**Work instructions**
Return exactly the span of lines that opens with the line containing "passenger in this photo, one line per instance." and closes with the last line of the data, inclusive.
## start Records supplied
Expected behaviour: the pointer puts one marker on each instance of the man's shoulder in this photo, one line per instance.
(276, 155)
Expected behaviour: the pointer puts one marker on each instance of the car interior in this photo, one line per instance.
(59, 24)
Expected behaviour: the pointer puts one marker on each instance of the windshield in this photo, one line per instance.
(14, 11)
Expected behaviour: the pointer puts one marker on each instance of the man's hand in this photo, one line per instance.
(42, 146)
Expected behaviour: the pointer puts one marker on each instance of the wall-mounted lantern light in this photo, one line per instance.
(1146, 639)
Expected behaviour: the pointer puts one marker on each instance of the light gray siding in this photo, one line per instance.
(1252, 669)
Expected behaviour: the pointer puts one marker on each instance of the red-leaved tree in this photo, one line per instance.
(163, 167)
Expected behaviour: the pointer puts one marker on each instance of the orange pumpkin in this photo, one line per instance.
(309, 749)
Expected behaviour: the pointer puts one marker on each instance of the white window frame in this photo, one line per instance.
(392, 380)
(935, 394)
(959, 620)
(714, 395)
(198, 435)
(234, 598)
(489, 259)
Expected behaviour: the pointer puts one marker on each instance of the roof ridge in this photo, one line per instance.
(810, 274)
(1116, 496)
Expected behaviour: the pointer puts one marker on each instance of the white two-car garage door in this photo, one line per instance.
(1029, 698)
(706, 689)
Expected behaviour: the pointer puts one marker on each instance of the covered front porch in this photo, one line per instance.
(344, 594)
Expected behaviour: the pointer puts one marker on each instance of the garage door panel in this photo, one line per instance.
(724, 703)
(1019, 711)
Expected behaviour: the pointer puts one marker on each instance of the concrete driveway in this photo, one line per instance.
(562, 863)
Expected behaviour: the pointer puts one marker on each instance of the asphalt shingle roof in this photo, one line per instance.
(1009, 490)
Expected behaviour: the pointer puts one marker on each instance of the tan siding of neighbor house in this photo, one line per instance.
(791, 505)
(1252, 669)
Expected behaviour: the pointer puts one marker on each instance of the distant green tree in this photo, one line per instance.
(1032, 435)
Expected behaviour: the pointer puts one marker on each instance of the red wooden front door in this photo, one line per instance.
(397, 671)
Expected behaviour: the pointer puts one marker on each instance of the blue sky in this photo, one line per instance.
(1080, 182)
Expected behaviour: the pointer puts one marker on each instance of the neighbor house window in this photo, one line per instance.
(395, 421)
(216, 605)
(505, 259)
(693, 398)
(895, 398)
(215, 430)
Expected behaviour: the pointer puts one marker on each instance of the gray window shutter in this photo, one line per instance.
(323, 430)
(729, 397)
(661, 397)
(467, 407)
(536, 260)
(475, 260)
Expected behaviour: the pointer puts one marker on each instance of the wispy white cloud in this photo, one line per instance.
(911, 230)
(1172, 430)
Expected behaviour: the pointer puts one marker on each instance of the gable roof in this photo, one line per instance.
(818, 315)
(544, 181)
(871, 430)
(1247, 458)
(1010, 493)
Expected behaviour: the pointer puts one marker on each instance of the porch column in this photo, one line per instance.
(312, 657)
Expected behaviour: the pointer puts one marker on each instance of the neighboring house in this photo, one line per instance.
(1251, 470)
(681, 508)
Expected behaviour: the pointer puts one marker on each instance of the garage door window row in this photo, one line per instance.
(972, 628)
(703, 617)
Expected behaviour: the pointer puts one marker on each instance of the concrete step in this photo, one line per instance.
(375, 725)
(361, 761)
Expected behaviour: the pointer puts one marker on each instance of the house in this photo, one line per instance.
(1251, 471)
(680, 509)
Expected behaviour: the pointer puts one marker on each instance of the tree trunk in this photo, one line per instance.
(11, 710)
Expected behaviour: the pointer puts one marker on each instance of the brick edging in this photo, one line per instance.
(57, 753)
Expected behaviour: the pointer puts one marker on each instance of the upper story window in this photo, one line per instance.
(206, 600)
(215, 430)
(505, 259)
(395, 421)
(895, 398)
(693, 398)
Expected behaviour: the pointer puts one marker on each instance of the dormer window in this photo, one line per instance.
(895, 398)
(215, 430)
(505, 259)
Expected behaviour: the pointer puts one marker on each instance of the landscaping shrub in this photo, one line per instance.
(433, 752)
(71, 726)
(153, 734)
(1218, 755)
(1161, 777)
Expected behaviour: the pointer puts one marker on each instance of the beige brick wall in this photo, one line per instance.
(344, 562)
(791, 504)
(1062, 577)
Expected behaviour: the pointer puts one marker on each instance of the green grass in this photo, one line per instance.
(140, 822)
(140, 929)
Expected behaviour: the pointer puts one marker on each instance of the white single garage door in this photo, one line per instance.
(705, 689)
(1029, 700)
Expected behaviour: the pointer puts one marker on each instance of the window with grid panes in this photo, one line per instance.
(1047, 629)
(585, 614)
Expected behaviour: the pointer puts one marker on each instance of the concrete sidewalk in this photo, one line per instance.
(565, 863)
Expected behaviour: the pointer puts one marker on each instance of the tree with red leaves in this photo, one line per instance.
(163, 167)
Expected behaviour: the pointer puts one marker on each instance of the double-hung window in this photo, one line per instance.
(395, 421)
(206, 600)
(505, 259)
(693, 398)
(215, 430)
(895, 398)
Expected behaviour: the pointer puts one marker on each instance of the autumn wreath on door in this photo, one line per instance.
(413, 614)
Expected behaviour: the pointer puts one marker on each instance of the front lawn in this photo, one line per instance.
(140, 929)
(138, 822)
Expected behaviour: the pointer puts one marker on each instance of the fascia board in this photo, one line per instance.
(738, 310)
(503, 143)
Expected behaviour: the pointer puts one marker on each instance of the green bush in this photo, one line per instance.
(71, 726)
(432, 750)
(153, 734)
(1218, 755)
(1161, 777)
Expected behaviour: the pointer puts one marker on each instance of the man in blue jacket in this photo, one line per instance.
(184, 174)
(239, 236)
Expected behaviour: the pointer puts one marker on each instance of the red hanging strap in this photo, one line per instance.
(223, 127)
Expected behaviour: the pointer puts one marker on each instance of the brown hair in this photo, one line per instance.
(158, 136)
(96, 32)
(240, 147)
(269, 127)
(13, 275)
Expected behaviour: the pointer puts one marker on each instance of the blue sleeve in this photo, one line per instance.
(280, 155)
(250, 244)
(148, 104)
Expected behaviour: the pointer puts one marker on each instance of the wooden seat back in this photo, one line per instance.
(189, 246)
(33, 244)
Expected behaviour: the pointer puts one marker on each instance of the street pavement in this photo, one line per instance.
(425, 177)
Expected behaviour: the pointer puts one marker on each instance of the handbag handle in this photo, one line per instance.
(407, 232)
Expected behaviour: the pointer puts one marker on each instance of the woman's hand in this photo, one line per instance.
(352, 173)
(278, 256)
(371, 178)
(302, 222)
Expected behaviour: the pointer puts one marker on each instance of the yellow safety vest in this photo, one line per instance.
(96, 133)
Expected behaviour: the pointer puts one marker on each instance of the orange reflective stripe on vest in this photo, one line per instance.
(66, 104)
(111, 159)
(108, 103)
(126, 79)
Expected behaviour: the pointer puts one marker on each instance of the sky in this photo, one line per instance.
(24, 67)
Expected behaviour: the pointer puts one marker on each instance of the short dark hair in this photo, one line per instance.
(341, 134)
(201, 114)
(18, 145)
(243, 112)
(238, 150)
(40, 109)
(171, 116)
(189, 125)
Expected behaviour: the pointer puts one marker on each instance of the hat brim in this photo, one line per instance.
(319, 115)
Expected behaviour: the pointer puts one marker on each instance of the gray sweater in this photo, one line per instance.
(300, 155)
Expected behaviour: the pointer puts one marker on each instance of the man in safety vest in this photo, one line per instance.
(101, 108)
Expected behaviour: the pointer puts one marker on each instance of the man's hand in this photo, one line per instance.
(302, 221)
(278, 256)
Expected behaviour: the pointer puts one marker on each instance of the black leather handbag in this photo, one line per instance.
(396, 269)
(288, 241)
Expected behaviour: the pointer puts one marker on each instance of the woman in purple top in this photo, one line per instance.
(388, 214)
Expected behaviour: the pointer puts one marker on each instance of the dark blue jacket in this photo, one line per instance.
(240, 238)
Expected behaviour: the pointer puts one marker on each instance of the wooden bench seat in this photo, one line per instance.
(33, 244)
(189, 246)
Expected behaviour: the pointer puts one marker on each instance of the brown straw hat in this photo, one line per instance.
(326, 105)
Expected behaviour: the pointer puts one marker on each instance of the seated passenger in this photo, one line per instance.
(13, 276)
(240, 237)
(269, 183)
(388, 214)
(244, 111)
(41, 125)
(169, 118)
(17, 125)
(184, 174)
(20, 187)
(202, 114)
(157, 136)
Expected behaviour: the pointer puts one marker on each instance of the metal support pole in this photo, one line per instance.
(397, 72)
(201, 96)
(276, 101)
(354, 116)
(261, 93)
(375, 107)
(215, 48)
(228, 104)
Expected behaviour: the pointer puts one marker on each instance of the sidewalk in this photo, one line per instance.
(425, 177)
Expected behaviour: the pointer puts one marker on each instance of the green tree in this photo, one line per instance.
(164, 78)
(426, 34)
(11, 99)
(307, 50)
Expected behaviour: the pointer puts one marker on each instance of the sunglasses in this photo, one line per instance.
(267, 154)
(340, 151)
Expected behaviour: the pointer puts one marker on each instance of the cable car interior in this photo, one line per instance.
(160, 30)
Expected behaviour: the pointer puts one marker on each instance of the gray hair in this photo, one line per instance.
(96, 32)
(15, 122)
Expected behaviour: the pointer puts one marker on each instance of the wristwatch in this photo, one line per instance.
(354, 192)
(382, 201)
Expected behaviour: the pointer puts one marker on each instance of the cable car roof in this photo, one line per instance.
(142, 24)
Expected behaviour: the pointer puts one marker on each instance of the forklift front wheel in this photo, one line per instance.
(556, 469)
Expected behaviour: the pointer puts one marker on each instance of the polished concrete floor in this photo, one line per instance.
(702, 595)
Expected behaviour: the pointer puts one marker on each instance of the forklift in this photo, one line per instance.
## end Records supplied
**Response**
Expected behaviour: the pointer puts one marker on each instance of the seated passenger in this photo, one line per instance.
(13, 276)
(240, 237)
(269, 183)
(388, 214)
(244, 111)
(41, 125)
(169, 118)
(17, 125)
(184, 174)
(20, 187)
(202, 114)
(157, 136)
Expected behaviour: the pointer puts one marker on each instance of the metal support pole in this photo, one line per instance.
(397, 72)
(201, 96)
(276, 101)
(354, 116)
(261, 93)
(375, 107)
(215, 48)
(228, 104)
Expected behaviour: the pointer puts one marker on each instance of the sidewalk in this photo, one line per instance.
(425, 177)
Expected behaviour: the pointer puts one marker on each instance of the green tree in this photo, one line per instance.
(164, 78)
(426, 34)
(11, 99)
(307, 50)
Expected behaviour: the pointer puts one marker on each instance of the sunglasses in this photo, one line per instance.
(267, 154)
(340, 151)
Expected behaviour: the pointer puts one marker on each instance of the cable car interior in this photo, one line per instance.
(160, 30)
Expected behaviour: the pointer puts one marker on each instance of the gray hair in this photo, one line per instance.
(96, 32)
(15, 122)
Expected behaviour: the pointer puts one marker on each instance of the wristwatch in this photo, one line per instance.
(354, 192)
(382, 201)
Expected behaviour: the pointer puts one marker on each instance of the cable car roof in this photo, one line per instance.
(142, 24)
Expected behaviour: the pointer puts one marker on each instance of the forklift front wheel in this photo, one line per instance.
(556, 469)
Expected behaviour: the pointer puts one marker on each instance of the polished concrete floor in this photo, one line per instance.
(702, 595)
Expected behaviour: the pointer puts one marker on each instance of the forklift in this photo, one line per instance.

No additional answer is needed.